[Opening Text block section]

Genus of flowering plants in the rose family

Sorbus is a genus of over 100 species of trees and shrubs in the rose family, Rosaceae. Species of Sorbus (s.str.) are commonly known as rowan or mountain-ash. The genus used to include species commonly known as whitebeam, chequer tree and service tree that are now classified in other genera (see below). The genus Sorbus, as currently circumscribed, includes only the pinnate leaved species of former subgenus Sorbus.

Sorbus is not closely related to the true ash trees which belong to the genus Fraxinus, although the leaves are superficially similar.

==Genus==
As treated in its broad sense, the genus was traditionally divided into several subgenera, but this treatment was found to be paraphyletic, comprising two disparate lineages within the Malinae subtribe. Consequently, each of the former subgenera have since been elevated into genera in their own right, with the genus name Sorbus retained only for the rowans. Additionally, it was recognised that despite a comparably large genetic distance between them, the genera Sorbus (sensu stricto), Aria, Chamaemespilus and Torminalis have interbred extensively, in various combinations, which lead to the recognition of an additional five intergeneric hybrid genera.

[Closing Text block section]

Study questions
A. Return the passage of the Sorbus text from "Sorbus is not" up to and including "intergeneric hybrid genera.", copied word for word.
B. Take the Sorbus text further, picking up right after its final sentence.

[Opening Data supplied section]

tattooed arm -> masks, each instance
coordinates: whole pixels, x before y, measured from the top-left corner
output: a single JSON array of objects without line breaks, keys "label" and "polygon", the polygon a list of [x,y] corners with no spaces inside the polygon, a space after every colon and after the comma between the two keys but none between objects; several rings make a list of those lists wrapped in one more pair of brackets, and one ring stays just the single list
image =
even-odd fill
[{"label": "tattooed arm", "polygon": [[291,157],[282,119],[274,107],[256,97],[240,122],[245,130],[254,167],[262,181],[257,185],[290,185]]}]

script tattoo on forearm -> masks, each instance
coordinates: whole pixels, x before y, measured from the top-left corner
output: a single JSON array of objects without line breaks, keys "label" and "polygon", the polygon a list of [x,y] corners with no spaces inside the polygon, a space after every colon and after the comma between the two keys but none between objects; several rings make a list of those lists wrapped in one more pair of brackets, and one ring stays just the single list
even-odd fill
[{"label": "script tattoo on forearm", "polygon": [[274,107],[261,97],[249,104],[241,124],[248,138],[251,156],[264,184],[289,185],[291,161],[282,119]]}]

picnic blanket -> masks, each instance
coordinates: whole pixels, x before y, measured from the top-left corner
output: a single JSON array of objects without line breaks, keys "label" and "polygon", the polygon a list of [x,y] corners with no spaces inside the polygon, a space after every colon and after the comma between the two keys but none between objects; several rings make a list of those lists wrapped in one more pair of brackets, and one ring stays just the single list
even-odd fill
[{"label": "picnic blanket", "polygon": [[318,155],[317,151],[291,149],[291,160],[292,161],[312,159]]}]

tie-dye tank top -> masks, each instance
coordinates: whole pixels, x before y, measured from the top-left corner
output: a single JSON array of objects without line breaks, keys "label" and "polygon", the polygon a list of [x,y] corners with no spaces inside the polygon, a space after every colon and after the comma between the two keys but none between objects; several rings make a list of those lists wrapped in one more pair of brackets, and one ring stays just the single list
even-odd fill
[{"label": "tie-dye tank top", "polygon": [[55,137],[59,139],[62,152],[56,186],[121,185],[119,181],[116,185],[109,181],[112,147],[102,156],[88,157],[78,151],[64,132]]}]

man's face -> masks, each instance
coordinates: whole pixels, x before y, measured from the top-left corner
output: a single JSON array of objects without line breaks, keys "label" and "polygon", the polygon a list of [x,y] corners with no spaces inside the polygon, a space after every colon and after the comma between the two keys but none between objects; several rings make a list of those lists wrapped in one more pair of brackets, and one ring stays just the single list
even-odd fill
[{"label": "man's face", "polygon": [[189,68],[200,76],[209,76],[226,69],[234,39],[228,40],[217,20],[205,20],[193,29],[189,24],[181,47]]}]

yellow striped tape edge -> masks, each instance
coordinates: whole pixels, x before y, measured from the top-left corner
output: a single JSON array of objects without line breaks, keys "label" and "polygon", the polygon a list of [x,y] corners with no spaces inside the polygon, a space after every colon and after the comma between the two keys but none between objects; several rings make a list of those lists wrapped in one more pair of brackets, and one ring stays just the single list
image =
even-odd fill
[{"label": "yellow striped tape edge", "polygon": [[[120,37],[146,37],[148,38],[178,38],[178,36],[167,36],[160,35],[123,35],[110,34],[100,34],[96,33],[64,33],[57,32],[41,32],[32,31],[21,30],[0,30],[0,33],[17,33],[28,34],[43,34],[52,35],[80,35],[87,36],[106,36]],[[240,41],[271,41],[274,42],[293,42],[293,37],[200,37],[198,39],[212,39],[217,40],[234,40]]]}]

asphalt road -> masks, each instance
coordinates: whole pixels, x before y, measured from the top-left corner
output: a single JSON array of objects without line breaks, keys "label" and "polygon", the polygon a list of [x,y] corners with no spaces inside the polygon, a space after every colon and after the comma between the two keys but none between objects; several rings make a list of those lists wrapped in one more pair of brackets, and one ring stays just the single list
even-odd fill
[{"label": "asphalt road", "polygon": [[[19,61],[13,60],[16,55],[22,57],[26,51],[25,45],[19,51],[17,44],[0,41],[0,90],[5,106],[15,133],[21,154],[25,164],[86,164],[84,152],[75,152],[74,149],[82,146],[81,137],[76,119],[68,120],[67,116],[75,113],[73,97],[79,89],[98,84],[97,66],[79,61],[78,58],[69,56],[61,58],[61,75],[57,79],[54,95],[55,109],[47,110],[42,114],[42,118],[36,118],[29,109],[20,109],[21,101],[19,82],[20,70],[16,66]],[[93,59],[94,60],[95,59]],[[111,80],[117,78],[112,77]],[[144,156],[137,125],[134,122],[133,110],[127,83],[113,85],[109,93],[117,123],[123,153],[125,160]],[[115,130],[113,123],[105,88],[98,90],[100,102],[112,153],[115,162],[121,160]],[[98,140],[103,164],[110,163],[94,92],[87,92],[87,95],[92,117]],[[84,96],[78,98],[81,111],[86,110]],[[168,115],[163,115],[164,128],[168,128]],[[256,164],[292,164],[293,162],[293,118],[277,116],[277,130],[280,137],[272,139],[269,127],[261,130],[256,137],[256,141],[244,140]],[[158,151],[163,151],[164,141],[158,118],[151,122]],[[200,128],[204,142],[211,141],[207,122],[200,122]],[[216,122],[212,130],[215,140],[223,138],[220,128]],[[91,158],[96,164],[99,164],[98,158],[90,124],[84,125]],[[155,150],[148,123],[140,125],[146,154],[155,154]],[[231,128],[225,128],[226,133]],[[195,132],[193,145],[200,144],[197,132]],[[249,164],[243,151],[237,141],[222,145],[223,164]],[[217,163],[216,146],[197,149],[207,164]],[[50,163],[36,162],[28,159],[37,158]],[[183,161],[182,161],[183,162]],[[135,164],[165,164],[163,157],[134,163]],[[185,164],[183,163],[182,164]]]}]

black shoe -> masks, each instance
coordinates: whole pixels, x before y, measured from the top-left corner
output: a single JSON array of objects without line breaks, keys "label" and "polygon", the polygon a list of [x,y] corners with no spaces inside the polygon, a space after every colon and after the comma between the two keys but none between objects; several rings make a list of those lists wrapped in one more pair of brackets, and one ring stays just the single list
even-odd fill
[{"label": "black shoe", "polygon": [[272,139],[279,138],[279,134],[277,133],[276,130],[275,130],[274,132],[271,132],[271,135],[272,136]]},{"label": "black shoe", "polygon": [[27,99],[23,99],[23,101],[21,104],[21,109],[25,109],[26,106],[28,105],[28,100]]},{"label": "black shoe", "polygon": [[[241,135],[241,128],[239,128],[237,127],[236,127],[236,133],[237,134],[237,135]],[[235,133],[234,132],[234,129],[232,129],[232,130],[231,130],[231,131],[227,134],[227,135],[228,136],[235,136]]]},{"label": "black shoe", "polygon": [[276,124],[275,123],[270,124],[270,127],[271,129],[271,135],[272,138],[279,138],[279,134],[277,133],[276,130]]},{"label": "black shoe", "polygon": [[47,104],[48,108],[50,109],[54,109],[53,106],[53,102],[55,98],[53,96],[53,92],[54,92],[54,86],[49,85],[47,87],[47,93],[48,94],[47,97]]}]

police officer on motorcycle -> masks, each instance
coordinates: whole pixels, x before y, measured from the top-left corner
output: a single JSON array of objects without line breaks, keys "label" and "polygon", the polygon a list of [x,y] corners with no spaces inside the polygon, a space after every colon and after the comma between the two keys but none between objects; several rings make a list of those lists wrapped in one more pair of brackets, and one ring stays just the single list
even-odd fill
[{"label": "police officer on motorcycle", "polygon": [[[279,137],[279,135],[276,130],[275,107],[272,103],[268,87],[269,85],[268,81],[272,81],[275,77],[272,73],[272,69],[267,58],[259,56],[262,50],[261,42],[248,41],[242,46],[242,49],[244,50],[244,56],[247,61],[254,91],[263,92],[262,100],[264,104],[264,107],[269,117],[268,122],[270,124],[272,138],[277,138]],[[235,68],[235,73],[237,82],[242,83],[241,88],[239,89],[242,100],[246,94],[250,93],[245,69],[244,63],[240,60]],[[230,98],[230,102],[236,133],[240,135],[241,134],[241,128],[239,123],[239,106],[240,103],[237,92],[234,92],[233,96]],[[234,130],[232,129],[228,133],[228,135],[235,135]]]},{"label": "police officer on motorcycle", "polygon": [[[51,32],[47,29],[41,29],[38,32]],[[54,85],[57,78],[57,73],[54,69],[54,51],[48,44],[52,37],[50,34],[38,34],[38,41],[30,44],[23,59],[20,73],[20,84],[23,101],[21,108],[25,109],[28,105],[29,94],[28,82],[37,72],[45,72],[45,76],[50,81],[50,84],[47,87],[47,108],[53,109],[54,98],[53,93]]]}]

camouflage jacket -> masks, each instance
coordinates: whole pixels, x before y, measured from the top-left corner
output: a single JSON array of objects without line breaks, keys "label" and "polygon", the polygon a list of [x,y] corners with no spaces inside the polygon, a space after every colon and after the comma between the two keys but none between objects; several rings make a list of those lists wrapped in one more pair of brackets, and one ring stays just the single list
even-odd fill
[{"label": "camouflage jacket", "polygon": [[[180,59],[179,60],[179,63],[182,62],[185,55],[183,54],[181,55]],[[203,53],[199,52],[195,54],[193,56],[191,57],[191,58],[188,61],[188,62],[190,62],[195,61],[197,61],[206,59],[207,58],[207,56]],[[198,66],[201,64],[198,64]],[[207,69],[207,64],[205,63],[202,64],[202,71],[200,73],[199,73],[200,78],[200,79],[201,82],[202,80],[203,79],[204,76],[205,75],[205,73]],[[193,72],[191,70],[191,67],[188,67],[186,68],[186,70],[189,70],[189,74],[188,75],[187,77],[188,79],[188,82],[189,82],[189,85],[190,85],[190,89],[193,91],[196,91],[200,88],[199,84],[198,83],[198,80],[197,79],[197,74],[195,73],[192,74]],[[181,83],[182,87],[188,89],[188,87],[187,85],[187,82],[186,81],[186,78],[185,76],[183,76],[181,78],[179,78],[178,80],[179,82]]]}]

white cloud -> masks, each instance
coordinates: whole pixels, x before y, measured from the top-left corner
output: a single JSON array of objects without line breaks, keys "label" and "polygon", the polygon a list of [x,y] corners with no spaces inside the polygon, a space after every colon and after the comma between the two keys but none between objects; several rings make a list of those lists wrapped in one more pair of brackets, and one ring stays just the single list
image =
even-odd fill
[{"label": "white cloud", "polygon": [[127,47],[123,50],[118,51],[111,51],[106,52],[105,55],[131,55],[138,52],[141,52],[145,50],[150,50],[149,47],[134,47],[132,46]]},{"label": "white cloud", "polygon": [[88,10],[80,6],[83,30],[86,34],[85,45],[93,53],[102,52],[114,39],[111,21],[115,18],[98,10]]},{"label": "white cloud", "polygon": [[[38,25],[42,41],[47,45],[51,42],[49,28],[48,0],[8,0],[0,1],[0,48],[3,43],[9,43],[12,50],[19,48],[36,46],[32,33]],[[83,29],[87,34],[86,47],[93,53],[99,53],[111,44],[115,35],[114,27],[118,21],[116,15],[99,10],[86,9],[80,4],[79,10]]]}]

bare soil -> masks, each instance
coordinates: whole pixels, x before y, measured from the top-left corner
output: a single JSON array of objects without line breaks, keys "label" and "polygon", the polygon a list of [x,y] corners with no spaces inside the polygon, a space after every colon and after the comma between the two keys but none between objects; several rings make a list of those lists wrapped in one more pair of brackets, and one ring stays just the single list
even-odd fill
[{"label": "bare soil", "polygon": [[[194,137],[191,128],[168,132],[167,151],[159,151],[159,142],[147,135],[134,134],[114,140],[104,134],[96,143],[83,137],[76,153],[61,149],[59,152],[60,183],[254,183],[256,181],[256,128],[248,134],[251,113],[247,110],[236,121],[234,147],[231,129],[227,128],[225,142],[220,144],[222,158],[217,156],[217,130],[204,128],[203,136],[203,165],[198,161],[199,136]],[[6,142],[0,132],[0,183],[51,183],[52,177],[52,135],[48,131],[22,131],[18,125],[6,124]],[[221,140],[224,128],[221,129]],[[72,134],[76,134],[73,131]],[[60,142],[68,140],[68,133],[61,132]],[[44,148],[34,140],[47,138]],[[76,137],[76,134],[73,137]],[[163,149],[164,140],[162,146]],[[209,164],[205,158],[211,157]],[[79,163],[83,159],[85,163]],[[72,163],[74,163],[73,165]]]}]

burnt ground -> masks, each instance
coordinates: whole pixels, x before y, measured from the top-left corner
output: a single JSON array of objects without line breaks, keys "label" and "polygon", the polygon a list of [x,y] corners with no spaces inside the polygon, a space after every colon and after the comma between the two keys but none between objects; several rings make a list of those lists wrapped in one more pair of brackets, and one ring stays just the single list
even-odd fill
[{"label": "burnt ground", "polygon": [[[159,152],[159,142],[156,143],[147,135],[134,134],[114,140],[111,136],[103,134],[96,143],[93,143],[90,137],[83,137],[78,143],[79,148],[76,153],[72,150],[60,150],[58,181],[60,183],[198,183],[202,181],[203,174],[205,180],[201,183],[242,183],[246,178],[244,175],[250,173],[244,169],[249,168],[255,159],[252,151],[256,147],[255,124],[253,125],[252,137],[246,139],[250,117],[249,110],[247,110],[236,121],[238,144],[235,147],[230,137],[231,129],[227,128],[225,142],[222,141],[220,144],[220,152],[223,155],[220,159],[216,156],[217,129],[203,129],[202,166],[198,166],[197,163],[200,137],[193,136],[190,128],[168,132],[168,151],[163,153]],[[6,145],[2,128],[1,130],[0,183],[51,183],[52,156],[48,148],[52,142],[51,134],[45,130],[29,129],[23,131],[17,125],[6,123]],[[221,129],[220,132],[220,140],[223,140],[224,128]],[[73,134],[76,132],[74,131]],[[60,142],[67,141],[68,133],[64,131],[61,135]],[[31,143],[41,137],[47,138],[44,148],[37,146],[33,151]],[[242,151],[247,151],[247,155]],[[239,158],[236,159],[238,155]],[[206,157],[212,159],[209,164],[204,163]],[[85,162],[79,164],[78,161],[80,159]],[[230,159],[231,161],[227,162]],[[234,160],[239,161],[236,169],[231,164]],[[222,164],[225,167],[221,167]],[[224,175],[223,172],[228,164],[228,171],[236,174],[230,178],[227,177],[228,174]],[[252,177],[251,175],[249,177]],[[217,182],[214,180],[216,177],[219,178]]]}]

[Closing Data supplied section]

Answers by task
A.
Sorbus is not closely related to the true ash trees which belong to the genus Fraxinus, although the leaves are superficially similar.

==Genus==
As treated in its broad sense, the genus was traditionally divided into several subgenera, but this treatment was found to be paraphyletic, comprising two disparate lineages within the Malinae subtribe. Consequently, each of the former subgenera have since been elevated into genera in their own right, with the genus name Sorbus retained only for the rowans. Additionally, it was recognised that despite a comparably large genetic distance between them, the genera Sorbus (sensu stricto), Aria, Chamaemespilus and Torminalis have interbred extensively, in various combinations, which lead to the recognition of an additional five intergeneric hybrid genera.

B.
- Sorbus (Sorbus)
- now genus Sorbus s.s., are commonly known as the rowan (primarily in the UK) or mountain-ash (in Ireland, North America and the UK), with compound leaves usually hairless or thinly hairy below; fruit carpels not fused; the type is Sorbus aucuparia (European rowan). Distribution: cool-temperate Northern Hemisphere.
- Sorbus (Aria)
- now genus Aria and its intergeneric hybrids (see below), the whitebeams, with simple leaves usually strongly white-hairy below (hence the name, from German Weissbaum, 'white tree'); fruit carpels not fused; the type is Aria edulis (common whitebeam). Distribution: Europe, Maghreb and western Asia.
- Sorbus (Micromeles)
- now genus Micromeles, a group of east Asian species with narrow leaves; sometimes previously included in subgenus Aria. Distribution: temperate and tropical east Asia.
- Sorbus (Cormus)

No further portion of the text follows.